* START *

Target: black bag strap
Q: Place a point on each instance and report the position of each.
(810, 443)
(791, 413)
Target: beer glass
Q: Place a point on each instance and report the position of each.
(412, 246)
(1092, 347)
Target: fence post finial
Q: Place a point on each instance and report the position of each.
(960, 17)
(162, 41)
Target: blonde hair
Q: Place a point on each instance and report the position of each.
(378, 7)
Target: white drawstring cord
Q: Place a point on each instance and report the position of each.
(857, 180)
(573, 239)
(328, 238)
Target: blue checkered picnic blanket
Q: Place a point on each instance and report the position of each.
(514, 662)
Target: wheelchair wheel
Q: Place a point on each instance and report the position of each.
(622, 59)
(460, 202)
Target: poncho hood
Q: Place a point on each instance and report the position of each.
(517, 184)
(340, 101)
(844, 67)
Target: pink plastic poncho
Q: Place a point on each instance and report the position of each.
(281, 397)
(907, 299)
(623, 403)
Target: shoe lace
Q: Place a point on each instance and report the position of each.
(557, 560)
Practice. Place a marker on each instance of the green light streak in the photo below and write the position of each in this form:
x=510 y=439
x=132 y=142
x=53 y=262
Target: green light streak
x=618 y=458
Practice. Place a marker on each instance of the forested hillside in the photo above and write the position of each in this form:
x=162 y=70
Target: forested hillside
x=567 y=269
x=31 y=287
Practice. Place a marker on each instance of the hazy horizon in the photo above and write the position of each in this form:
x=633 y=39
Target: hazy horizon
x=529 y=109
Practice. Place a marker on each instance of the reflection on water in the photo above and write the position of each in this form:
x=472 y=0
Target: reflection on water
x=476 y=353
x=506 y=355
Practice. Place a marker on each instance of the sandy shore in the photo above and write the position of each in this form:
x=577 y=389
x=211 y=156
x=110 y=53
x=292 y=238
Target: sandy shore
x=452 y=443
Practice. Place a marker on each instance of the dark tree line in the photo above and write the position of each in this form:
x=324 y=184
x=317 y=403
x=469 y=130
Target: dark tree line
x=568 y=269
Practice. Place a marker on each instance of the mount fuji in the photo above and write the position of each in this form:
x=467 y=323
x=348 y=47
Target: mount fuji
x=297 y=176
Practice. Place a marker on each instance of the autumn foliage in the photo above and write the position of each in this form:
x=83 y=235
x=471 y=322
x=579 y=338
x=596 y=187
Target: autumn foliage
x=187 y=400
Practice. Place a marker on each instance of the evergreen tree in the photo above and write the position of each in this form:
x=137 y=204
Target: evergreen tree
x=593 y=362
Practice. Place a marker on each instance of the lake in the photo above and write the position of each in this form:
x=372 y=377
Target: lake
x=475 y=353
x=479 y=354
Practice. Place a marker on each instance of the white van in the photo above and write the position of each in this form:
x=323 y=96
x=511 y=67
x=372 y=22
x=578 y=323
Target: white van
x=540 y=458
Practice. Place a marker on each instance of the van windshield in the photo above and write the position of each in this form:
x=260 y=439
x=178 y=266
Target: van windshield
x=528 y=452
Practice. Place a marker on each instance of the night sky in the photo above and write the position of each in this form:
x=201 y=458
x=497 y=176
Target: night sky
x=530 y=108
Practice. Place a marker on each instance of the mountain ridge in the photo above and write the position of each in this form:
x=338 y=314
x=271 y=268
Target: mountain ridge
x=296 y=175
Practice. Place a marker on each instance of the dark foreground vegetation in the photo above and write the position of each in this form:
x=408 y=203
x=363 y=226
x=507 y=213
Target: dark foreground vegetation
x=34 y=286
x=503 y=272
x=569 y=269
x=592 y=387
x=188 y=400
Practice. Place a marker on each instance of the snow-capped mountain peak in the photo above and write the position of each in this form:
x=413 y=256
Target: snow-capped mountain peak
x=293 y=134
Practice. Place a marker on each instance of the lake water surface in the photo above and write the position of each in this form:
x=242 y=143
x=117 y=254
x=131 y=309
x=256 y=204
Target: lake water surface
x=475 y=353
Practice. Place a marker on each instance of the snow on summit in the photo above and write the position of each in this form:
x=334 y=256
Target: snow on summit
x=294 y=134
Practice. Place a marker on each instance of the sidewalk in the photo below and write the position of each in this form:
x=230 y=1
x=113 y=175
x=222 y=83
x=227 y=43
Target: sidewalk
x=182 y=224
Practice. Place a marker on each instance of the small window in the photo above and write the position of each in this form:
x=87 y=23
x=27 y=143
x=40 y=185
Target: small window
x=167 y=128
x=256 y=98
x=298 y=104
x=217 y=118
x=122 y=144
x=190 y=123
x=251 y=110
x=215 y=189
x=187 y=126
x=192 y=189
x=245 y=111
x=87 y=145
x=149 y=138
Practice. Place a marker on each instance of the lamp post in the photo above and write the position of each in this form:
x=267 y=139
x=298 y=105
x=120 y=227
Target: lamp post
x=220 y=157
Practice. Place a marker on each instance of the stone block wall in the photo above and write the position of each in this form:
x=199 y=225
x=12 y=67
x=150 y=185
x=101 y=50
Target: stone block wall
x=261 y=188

* END *

■ To be done ■
Reproduce the material precisely, including every line.

■ Complete output ■
Target: black bag strap
Q: Place a point on each instance and report the position of each.
(810, 443)
(791, 413)
Target: beer glass
Q: Place a point on each instance and report the position of each.
(412, 246)
(1092, 347)
Target: fence post finial
Q: Place a point on each instance and report the position of each.
(960, 17)
(162, 41)
Target: blonde hair
Q: Place a point on each instance and report the position of each.
(378, 7)
Target: white drawstring cord
Q: Place a point on each instance and report the position of each.
(857, 180)
(573, 239)
(328, 238)
Target: blue checkered picnic blanket
Q: Place a point on each instance and report the position of each.
(514, 662)
Target: wheelchair wheel
Q: Place a point on each instance and report the position of each.
(622, 59)
(460, 202)
Target: poncho hood
Q: Place a point on each instance and report the position of each.
(517, 184)
(340, 101)
(844, 67)
Target: pink plastic poncho
Q: Place a point on each instance and report the position of each.
(281, 397)
(907, 299)
(623, 403)
Target: shoe lace
Q: Place a point on each instance and report the position of each.
(557, 560)
Practice. Place a marker on each instance of the green light streak in the photo below and write the position of each in this form:
x=510 y=439
x=132 y=142
x=53 y=262
Target: green light streak
x=618 y=458
Practice. Place a marker on each instance of the forested hillside in the photo above and write the position of each in this form:
x=162 y=70
Target: forested hillside
x=567 y=269
x=31 y=287
Practice. Place a marker on each instance of the hazy horizon in the photo above and write the position of each in this form:
x=633 y=39
Target: hazy horizon
x=529 y=109
Practice. Place a marker on each instance of the reflection on water in the photo above and write the position of each in this form:
x=472 y=0
Target: reflection on water
x=476 y=353
x=506 y=355
Practice. Place a marker on each instance of the sandy shore in the photo above and write the position of each in this form:
x=577 y=389
x=211 y=156
x=110 y=53
x=292 y=238
Target: sandy shore
x=452 y=443
Practice. Place a marker on each instance of the dark tree line in the photo above and write the position of each in this form:
x=324 y=184
x=317 y=403
x=469 y=130
Target: dark tree line
x=568 y=269
Practice. Place a marker on each instance of the mount fuji in the photo above and write the position of each in this form:
x=467 y=323
x=348 y=47
Target: mount fuji
x=297 y=176
Practice. Place a marker on each instance of the autumn foliage in the photo above and write the position of each in this form:
x=83 y=235
x=471 y=322
x=579 y=338
x=596 y=187
Target: autumn foliage
x=187 y=400
Practice. Place a marker on each instance of the evergreen tree in the photo above and write the position of each in this form:
x=137 y=204
Target: evergreen tree
x=593 y=362
Practice. Place a marker on each instance of the lake in the photo above and write the position of each in this form:
x=372 y=377
Target: lake
x=475 y=353
x=479 y=354
Practice. Place a marker on each instance of the white van in the photo above and write the position of each in this form:
x=323 y=96
x=511 y=67
x=372 y=22
x=578 y=323
Target: white van
x=540 y=458
Practice. Place a marker on each instance of the van windshield in the photo above and write the position of each in this form:
x=260 y=439
x=178 y=266
Target: van windshield
x=528 y=452
Practice. Place a marker on each instance of the night sky in the photo above and write the position of each in this form:
x=201 y=458
x=497 y=176
Target: night sky
x=530 y=108
Practice. Place a marker on each instance of the mountain ridge in the photo above and write the position of each in this form:
x=338 y=314
x=271 y=268
Target: mountain ridge
x=296 y=175
Practice. Place a marker on each instance of the dark foreground vegetation in the photo above and write the position of each in this form:
x=408 y=203
x=363 y=226
x=507 y=213
Target: dark foreground vegetation
x=34 y=286
x=503 y=272
x=569 y=269
x=592 y=387
x=188 y=400
Practice. Place a marker on each instance of the snow-capped mountain peak in the photo above and write the position of each in this form:
x=413 y=256
Target: snow-capped mountain peak
x=293 y=134
Practice. Place a marker on each instance of the lake water surface in the photo above and write the position of each in this form:
x=242 y=143
x=117 y=254
x=131 y=309
x=256 y=204
Target: lake water surface
x=475 y=353
Practice. Place a marker on each instance of the snow on summit in the photo above and write the position of each in this form:
x=334 y=256
Target: snow on summit
x=294 y=134
Practice. Place a marker on each instance of the sidewalk in the photo below and write the position of each in this form:
x=230 y=1
x=113 y=175
x=222 y=83
x=227 y=43
Target: sidewalk
x=182 y=224
Practice. Place a marker on each instance of the small window in the photo above and write the position of each in this form:
x=87 y=23
x=27 y=143
x=40 y=185
Target: small window
x=167 y=128
x=256 y=98
x=298 y=104
x=217 y=118
x=122 y=144
x=190 y=123
x=251 y=110
x=215 y=189
x=187 y=126
x=192 y=189
x=245 y=111
x=87 y=145
x=149 y=138
Practice. Place a marker on each instance of the lamp post in the photo above and write the position of each in this form:
x=267 y=139
x=298 y=105
x=120 y=227
Target: lamp post
x=220 y=157
Practice. Place a marker on each instance of the stone block wall in the photo above and write the position of each in this form:
x=199 y=225
x=12 y=67
x=150 y=185
x=101 y=50
Target: stone block wall
x=261 y=188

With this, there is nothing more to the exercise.